WHAT TO PRODUCE => Copy out the lines from the start of the stored records up to and including the line containing "box: [22, 136, 629, 404]".

Stored records:
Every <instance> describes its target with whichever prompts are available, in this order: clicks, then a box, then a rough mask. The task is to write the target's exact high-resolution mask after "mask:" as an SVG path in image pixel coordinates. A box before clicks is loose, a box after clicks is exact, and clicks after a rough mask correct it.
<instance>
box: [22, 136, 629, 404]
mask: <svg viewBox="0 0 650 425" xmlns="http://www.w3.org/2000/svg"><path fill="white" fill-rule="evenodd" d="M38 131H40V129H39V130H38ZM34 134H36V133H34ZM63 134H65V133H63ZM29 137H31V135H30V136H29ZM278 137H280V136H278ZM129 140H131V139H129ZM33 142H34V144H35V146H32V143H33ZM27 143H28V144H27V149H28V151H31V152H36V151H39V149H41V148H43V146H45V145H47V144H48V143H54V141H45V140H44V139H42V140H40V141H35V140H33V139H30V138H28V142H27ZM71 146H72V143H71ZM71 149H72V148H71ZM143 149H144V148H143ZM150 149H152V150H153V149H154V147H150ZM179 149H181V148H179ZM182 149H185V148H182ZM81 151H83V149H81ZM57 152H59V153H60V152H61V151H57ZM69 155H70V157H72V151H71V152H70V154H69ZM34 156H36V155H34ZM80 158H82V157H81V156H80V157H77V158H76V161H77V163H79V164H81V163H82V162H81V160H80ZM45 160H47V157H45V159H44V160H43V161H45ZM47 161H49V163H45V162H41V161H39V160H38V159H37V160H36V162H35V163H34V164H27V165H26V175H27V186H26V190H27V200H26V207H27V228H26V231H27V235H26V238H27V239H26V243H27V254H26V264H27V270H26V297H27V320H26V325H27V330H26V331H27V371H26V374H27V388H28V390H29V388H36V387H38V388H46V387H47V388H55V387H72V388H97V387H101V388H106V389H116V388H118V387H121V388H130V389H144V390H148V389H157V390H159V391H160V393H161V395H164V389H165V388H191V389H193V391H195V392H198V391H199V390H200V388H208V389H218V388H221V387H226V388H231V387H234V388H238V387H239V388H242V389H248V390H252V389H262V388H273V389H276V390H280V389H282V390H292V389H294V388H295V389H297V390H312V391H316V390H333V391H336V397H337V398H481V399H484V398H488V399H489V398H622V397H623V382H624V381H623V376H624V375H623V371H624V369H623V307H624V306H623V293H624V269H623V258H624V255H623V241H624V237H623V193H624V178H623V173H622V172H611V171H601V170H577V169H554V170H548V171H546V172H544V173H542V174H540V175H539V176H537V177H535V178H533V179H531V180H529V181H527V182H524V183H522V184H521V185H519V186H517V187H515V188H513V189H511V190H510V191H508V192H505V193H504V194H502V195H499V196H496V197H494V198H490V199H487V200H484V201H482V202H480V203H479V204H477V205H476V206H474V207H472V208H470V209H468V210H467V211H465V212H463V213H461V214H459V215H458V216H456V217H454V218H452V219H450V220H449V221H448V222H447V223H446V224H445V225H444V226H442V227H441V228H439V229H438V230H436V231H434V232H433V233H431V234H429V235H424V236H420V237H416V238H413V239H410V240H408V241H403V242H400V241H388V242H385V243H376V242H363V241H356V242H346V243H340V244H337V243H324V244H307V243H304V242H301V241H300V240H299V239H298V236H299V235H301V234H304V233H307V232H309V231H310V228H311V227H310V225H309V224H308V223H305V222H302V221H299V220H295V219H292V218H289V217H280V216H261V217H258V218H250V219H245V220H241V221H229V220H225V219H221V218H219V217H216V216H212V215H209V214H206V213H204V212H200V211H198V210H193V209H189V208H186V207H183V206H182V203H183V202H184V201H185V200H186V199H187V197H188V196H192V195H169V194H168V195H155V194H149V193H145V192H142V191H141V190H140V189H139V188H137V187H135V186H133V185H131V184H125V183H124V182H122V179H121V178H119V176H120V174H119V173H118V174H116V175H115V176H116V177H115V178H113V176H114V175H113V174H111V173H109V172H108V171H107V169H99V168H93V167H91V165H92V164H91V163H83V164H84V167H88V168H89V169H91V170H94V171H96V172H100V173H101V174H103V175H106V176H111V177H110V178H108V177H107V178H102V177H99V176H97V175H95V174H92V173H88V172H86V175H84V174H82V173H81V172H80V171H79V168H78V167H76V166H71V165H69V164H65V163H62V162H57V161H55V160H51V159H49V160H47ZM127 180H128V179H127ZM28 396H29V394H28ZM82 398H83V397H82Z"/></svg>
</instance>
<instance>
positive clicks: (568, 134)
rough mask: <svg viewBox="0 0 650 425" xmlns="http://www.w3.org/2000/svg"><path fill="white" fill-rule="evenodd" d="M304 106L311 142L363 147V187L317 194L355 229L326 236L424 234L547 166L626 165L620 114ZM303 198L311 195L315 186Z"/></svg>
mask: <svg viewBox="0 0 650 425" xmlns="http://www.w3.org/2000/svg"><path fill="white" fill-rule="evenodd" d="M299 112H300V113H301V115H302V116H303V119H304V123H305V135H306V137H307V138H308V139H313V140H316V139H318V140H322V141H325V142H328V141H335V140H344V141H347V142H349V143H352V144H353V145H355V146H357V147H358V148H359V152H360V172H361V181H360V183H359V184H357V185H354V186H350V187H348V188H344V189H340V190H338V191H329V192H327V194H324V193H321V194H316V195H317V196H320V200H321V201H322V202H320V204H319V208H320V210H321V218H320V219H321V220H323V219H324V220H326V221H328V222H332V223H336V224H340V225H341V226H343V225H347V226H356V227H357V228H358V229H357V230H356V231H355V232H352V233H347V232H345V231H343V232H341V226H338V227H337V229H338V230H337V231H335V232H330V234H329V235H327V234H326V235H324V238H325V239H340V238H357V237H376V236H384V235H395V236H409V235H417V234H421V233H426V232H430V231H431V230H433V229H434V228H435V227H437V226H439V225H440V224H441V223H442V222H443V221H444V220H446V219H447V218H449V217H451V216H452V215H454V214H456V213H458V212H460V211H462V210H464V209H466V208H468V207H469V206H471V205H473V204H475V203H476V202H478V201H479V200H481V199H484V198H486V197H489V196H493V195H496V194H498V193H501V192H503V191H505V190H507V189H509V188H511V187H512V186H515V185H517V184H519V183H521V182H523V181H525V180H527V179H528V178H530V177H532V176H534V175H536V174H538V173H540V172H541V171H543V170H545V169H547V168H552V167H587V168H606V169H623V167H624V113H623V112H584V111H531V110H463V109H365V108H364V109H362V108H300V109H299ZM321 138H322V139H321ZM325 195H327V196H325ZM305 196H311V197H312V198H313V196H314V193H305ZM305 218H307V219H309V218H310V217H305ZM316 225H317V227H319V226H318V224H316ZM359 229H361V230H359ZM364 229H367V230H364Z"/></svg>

EXERCISE OUTPUT =>
Every <instance> describes its target with whichever prompts are available, in this order: clicks, then a box, then a rough mask. The task is to write the target's exact high-resolution mask after "mask:" as an SVG path in image pixel coordinates. A box before clicks is loose, a box after clicks is exact, and clicks after a rough mask correct it.
<instance>
box: [22, 136, 629, 404]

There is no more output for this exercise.